▶ [WORK TO COMPLETE]
Swap "archway opening" for "doorway" in each of the entries below and write them out again with nothing else changed.

▶ [SUPPLIED ENTRIES]
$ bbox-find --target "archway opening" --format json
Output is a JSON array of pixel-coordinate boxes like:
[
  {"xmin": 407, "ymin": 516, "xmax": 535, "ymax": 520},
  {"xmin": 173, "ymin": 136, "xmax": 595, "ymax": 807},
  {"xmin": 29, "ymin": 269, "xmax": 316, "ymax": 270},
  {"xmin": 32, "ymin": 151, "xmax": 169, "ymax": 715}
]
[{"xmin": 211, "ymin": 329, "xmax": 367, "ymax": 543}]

▶ [RESPONSE TO THIS TASK]
$ bbox-find --target "doorway" --format json
Output is a JSON array of pixel-coordinate boxes like:
[
  {"xmin": 407, "ymin": 516, "xmax": 535, "ymax": 520},
  {"xmin": 173, "ymin": 136, "xmax": 595, "ymax": 807},
  {"xmin": 29, "ymin": 269, "xmax": 316, "ymax": 270},
  {"xmin": 32, "ymin": 151, "xmax": 169, "ymax": 715}
]
[{"xmin": 211, "ymin": 329, "xmax": 367, "ymax": 543}]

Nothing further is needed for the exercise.